→ **What to produce**: Repeat the data below in full. Pictures must not be part of the copy.

→ **Excerpted data**:
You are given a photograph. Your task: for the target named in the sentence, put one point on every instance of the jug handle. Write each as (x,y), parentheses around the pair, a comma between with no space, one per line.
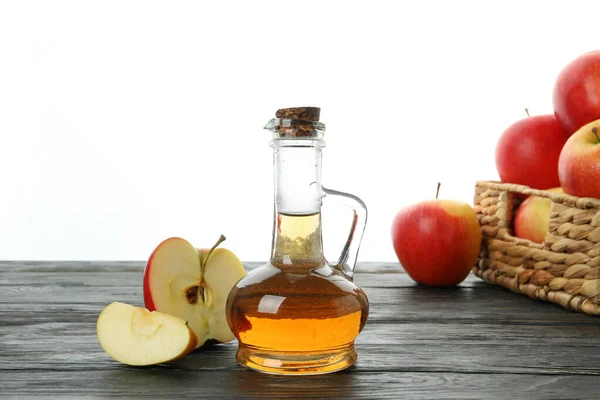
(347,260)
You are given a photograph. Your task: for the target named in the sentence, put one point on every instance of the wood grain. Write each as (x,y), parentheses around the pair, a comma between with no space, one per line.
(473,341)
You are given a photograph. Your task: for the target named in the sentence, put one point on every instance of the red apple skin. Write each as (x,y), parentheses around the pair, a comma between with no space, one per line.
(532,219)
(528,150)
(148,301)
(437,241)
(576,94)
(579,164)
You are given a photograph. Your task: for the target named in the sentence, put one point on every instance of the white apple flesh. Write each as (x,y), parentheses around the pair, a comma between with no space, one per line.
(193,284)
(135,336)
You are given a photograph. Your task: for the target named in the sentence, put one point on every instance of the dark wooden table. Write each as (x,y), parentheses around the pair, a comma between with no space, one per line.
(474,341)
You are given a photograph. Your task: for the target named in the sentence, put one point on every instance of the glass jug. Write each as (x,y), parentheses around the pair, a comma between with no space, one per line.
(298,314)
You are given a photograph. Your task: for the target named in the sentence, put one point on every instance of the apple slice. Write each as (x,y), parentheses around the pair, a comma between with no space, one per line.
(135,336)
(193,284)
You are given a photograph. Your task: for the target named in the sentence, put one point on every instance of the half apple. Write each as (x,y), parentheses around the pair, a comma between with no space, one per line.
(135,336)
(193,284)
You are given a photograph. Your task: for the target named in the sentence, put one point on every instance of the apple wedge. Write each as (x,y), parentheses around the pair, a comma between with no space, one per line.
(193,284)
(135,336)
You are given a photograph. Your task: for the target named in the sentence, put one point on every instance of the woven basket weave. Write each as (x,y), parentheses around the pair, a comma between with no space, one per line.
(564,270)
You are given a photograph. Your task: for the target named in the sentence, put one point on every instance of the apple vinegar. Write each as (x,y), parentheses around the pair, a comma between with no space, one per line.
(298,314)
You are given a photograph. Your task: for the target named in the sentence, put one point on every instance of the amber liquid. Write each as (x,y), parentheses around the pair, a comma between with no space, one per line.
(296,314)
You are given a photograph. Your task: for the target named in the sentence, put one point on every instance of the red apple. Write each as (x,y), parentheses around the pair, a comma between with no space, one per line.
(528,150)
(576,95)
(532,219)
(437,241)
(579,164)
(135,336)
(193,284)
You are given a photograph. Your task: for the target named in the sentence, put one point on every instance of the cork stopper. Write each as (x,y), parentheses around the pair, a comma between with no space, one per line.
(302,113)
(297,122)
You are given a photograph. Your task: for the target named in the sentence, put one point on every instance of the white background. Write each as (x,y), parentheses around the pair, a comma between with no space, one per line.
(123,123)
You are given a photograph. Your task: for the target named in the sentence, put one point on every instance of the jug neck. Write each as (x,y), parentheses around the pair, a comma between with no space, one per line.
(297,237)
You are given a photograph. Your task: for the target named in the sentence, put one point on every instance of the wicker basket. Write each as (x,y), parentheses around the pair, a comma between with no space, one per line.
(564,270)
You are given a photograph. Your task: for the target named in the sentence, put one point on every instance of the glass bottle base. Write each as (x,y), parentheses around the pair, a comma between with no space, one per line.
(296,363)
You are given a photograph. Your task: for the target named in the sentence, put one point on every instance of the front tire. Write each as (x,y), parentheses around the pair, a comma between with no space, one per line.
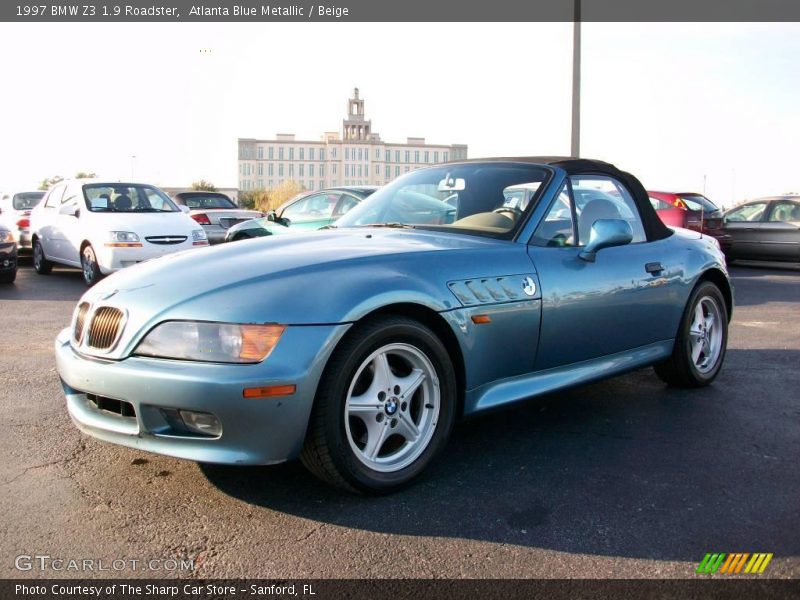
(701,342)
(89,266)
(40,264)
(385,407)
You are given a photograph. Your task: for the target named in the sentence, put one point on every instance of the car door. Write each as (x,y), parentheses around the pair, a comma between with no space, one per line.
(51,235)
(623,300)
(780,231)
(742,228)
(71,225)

→ **Answer to this problem**:
You are given a photograph. Your task: for the target named in the sentence, put one point on every instance of the jug handle. Write each as (x,y), parentheses around the pair, a comma between with no space, one per line.
(347,260)
You are given a photograph. Your task: for the target named in the sentence, put one point on every instance of the wood grain. Write each as (x,y), parentheses around the pair, a comma between with no space, one per line.
(473,341)
You are given a photograph. Your task: for the target named in the sentence, put one point on every instance of the red apple skin. Write each as (x,y), parentheses around the pair, a comma between with no space, one per line.
(532,219)
(528,150)
(148,301)
(437,241)
(576,94)
(579,164)
You are given a photograph. Your task: for the target named in the sentence, put one point on every instance of the white apple flesh. Write each as (x,y), parentheses around the pair, a comma between with no space, one per line.
(193,284)
(135,336)
You are given a photograph. Your task: for the target named in the sentence, put one point on every instance of the dark wooden table. Write each as (x,y), parentheses around the pair, a comma between with no space, one per line.
(474,341)
You are given a photograph. Your task: for the target named in the sentence, put one point on every instance of the glass jug. Write each as (x,y), parentheses around the pair, a comma between with no space, one per line.
(298,314)
You are given a photograph. Your task: for the target named in the sentence, put one point on every instance of the apple slice. Write each as (x,y), parentheses around the pair, a comma between with no space, one per line.
(135,336)
(193,284)
You are given a photograph. Your task: for the target named in the sentence, put one point on every instance of the half apple. Write each as (x,y), parentheses around the pair, a comma between with no space, one per line.
(135,336)
(193,284)
You are given a photograph. Your task: for the target named in the sentence, put one point on every instance of the apple wedge. Write each as (x,y), parentheses around the pair, a comma between with no space, one per line.
(193,284)
(135,336)
You are given a photograph. Your task: for the target named in the sentence, put one point on every instance of the woven basket weave. Write each as (x,y), parentheses around the pair, a comma between with no space, one per line.
(564,270)
You are given a photograph. Your task: for the target named in the sentence, put one point on every instance of the apple vinegar. Write each as (x,y), parentheses around the pair, a comma between with no space, one per line.
(298,314)
You are given a photograph. Your task: for the target named in the sentence, put one point on every instance of the amber liquid. Write each as (x,y), parentheses around the pair, a comma between with no space, one per line.
(296,314)
You are given a photograph. Your task: for the target named in the sentence, put one point on every instance of the red apple. Write each as (x,y), parentheses around the pair, a comma between with no space, one per line.
(528,150)
(576,95)
(532,219)
(437,241)
(579,164)
(135,336)
(193,284)
You are given a photograph. Your task: for the target named in the sentence, put one point on every instance of the cork stopper. Write each as (x,y), parentheses around the pair, a comma between with no space, one per line.
(302,113)
(297,122)
You are given a photograph. Your task: for the target named in the sentence, put one point on every instance of the white background. Write each as (x,y), parentheses around the pair, a comma between with no space, one per line.
(123,123)
You are given a photograph. Your task: for the target named in the sentence, put one point on every instance of the jug neck. Write each as (x,y), parentheses around the pair, a comma between with no space, one per line.
(297,237)
You are given a photograph. Your task: for the target named in the sentence, put one point on every instance of the wicker basket. Write each as (x,y), parentheses around the pair, a comma between with no space, one per line.
(564,270)
You are given a photograph. Your task: for the target named in the sentence, put one point on every instance of the glass bottle base. Write each as (x,y), parentheses around the pair, a comma between with no space, one per line.
(296,363)
You are given a photograph. Your task: for the target named in the sentence, put one point on every instance of the front tire. Write each as (x,y), parentheses around the pair, a comma between with no space, one per line.
(701,342)
(89,266)
(40,264)
(385,407)
You are given a photograph. Your task: for the target named in the sentence, put one point on every instance of the car door. Write each as (x,y), parentheses around the pair, a comma between with no space, one per line.
(51,235)
(623,300)
(780,231)
(742,228)
(71,225)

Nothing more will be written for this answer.